In the House of Commons debate on intervention in Syria last December, one message rang out loud and clear: Britain will not tolerate indiscriminate violence committed by extremists, and will act decisively to counter any threat to our national security.
How then to explain the deafening silence from those same voices on the situation in Yemen? There Saudi Arabia, a regime that fits the definition of “extremist” if the term has any serious meaning, is leading a brutal military operation in which UK-supplied aircraft, bombs and missiles are playing a major role. One side-effect of the chaos resulting from the Saudi campaign is that the local franchises of al-Qaida and Isis are now thriving as never before. Al-Qaida in Yemen, which claimed responsibility for the Charlie Hebdo attack and is widely regarded as the group’s most dangerous branch, now controls a 340-mile-long mini-state along Yemen’s southern coast.
The year-old Saudi-led campaign in Yemen has claimed more than 6,400 lives – more than were killed in the three recent wars over Gaza put together – and triggered a humanitarian catastrophe that the UN has placed in the same class of severity as that in Syria. More than 20 million people, about 80% of the population, are in urgent need of humanitarian aid. Among the dead are more than 900 children, nearly three-quarters of them killed by coalition bombing,according to Save the Children. In one incident reported by the charity, several infants died after their ventilators cut out when a paediatric hospital was damaged in an airstrike.
A report by a UN panel, leaked to the Guardian in January, described “widespread and systematic” attacks on civilian targets, specifically citing “119 coalition sorties … [including] three alleged cases of civilians fleeing residential bombings and being chased and shot at by helicopters”. Earlier investigations by Amnesty International and Human Rights Watch also documented a pattern of such violations, some of which were said to amount to outright war crimes. Concern at the Saudis’ indiscriminate bombing has also been raised by the International Committee of the Red Cross, the UN high commissioner for human rights and theEuropean parliament.

# [DATA FOR REVIEW]
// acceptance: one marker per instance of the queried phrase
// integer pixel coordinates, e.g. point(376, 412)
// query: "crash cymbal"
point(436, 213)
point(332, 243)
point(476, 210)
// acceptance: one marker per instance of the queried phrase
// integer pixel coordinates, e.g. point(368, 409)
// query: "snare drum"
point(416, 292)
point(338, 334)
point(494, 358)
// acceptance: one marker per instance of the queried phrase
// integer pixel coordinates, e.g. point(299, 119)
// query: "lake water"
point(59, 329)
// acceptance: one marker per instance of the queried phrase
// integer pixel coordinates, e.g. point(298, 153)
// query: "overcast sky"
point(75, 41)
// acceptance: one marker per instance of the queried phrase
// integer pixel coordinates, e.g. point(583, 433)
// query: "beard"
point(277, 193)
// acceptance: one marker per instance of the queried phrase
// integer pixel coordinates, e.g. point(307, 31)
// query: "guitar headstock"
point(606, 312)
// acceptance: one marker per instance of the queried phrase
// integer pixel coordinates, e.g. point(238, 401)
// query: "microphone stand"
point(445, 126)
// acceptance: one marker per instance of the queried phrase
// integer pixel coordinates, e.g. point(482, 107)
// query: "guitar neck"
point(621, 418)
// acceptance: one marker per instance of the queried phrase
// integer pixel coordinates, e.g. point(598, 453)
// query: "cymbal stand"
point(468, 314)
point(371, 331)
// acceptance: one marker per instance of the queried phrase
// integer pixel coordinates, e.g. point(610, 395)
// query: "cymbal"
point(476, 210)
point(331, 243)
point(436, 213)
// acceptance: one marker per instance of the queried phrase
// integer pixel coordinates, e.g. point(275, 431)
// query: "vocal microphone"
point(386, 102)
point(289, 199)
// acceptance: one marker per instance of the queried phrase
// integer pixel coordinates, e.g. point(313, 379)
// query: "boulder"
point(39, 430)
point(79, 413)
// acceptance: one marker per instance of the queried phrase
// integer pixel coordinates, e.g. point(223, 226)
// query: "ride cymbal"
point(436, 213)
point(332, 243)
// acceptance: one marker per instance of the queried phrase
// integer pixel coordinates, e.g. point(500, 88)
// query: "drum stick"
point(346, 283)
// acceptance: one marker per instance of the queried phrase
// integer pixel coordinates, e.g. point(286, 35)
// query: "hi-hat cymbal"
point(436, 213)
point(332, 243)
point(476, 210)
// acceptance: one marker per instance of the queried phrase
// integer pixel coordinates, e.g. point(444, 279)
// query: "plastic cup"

# [PROBLEM DESCRIPTION]
Translate this sentence from the text on Yemen into Spanish: "More than 20 million people, about 80% of the population, are in urgent need of humanitarian aid." The entries have no connection to the text on Yemen.

# [EXERCISE OUTPUT]
Más de 20 millones de personas, alrededor del 80 % de la población, necesitan ayuda humanitaria con urgencia.